- **Objective**:
Will you quote each of the records below verbatim, from the first line to the last?

########

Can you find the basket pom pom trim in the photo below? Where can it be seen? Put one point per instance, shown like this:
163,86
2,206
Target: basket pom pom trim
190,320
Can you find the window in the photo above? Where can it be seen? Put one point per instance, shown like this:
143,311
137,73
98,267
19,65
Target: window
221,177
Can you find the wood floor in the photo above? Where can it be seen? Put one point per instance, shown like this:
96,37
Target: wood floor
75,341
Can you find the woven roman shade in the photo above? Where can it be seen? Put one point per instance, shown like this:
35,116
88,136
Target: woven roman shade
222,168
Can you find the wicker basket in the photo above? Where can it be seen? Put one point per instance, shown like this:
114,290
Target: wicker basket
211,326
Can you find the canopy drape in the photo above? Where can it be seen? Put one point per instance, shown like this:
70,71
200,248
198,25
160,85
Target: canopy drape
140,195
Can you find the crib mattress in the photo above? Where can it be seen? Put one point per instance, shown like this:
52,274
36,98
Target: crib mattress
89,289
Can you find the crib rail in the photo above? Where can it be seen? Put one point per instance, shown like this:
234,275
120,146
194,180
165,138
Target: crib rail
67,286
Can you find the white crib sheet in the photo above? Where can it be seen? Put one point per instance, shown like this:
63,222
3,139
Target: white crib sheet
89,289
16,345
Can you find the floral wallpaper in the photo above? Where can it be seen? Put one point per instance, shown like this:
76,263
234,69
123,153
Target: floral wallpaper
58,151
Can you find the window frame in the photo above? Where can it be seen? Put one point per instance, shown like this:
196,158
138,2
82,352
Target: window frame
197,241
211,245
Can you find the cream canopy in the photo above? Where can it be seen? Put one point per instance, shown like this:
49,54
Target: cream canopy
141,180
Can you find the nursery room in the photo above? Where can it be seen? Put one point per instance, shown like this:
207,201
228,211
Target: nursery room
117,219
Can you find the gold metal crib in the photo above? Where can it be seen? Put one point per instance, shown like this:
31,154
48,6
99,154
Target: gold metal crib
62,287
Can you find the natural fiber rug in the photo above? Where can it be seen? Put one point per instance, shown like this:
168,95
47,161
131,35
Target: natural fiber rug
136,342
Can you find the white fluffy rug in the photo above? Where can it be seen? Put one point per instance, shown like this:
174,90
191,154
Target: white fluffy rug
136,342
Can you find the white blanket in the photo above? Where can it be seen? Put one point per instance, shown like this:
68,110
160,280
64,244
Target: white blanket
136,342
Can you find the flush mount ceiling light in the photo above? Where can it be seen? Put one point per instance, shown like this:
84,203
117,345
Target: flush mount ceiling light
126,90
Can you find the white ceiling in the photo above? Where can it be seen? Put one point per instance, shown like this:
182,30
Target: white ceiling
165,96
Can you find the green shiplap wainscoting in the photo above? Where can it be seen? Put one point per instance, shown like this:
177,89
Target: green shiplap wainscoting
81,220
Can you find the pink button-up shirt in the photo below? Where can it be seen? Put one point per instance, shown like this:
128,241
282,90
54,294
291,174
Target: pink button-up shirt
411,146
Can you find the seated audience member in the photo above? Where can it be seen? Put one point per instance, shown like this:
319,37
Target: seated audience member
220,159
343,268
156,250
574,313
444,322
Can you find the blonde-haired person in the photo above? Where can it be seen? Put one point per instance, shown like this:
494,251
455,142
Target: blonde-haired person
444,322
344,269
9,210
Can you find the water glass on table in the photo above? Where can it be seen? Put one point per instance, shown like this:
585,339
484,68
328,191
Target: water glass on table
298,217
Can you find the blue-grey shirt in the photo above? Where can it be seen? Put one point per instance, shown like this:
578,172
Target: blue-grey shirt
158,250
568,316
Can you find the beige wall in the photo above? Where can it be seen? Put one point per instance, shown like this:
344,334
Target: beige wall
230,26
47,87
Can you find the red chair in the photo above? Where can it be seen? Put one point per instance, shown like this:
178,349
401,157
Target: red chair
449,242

########

- **Solution to the exercise**:
Can you find the basket pom pom trim in the photo below? Where can it be seen? Put one point per instance, shown like this:
163,86
2,206
Target: basket pom pom trim
190,320
Can you find the window in the photo above? Where can it be seen? Put one point per instance, shown like this:
143,311
137,73
98,267
19,65
Target: window
221,177
Can you find the wood floor in the photo above? Where can it be seen? Put one point per instance, shown like this:
96,37
Target: wood floor
75,341
Can you find the woven roman shade in the photo above? Where can it be seen? Put one point per instance, shown like this:
35,116
88,136
Target: woven roman shade
222,168
Can you find the wicker basket in the photo above? Where can it be seen? Put one point per instance, shown like this:
114,290
Target: wicker basket
211,326
Can you find the canopy drape in the photo above? Where can it be seen? Put one point per instance, shown like this:
70,71
200,248
198,25
160,85
Target: canopy drape
140,195
Can you find the crib mattress in the photo above? Where can it be seen? Put one point per instance, shown like this:
52,274
36,98
Target: crib mattress
89,289
Can you find the crib rail in the photo above? Where can it be seen? Put one point per instance, shown like this:
234,275
120,146
194,180
165,138
Target: crib rail
67,286
Can you find the white crib sheet in the photo above? Where can it be seen? Put one point per instance, shown like this:
63,222
3,139
Target: white crib sheet
89,289
16,345
Can you find the floral wallpaper in the photo above? Where can it be seen? Put one point per instance, shown like this:
76,263
234,69
123,153
Target: floral wallpaper
58,151
Can you find the window frame in the photo above? Where can it be seen? Put one point per instance, shown like this:
196,158
138,2
82,352
Target: window frame
197,241
211,245
Can you find the cream canopy in the photo above? Where can it be seen? Put one point per instance, shown like this:
49,54
Target: cream canopy
141,180
Can you find the nursery room in the photo above? Where can it be seen? Put one point per instance, shown like this:
207,201
228,211
Target: nursery room
117,219
Can you find the gold metal crib in the photo above? Where can it be seen? Put one point per instance, shown like this:
31,154
48,6
99,154
Target: gold metal crib
62,287
Can you find the natural fiber rug in the photo above? Where can it be seen? Put one point per instance, shown like this:
168,95
47,161
131,35
Target: natural fiber rug
136,342
Can you find the white fluffy rug in the photo above? Where can it be seen? Put one point per instance, shown like this:
174,90
191,154
Target: white fluffy rug
136,342
Can you find the white blanket in the photo above? Where can it be seen? Put one point per instance, shown like this:
68,110
160,280
64,244
Target: white blanket
136,342
Can you find the flush mount ceiling light in the photo above? Where can it be seen? Put one point per instance, shown like this:
84,203
117,345
Target: flush mount ceiling light
126,90
Can you find the white ceiling in the photo above? Where can it be seen? Put one point per instance, shown like this:
182,30
Target: white ceiling
165,96
Can you find the green shiplap wainscoting in the photo above? Where can it be seen? Put one point per instance, shown like this:
177,89
Target: green shiplap wainscoting
81,220
Can you find the pink button-up shirt in the photo below? Where can it be seen? Put one point per instance, shown like this:
128,241
282,90
54,294
291,174
Target: pink button-up shirt
411,146
Can you find the seated audience member in the photo above? Where can it be seen? Put one point per instance, shown like this:
319,37
Target: seated audience member
220,159
343,268
156,250
574,313
444,322
Can you find the blonde-haired person in the photo above? Where can it be seen? Put one point per instance, shown like this:
494,251
455,142
Target: blonde-haired person
444,322
344,269
9,210
Can you find the water glass on table in the photo above? Where can it be seen? Put one point per instance, shown like this:
585,339
484,68
328,191
Target: water glass on table
298,217
Can you find the blue-grey shirt in the photo above? Where can it be seen? Put one point per instance, shown like this:
578,172
Target: blue-grey shirt
158,250
568,316
Can you find the beige wall in the photo above? Where can it be seen? Put one point per instance, shown like this:
344,334
Target: beige wall
230,26
47,87
Can you find the red chair in the photo above? Where can it be seen? Put one point per instance, shown like this:
178,349
401,157
Target: red chair
449,242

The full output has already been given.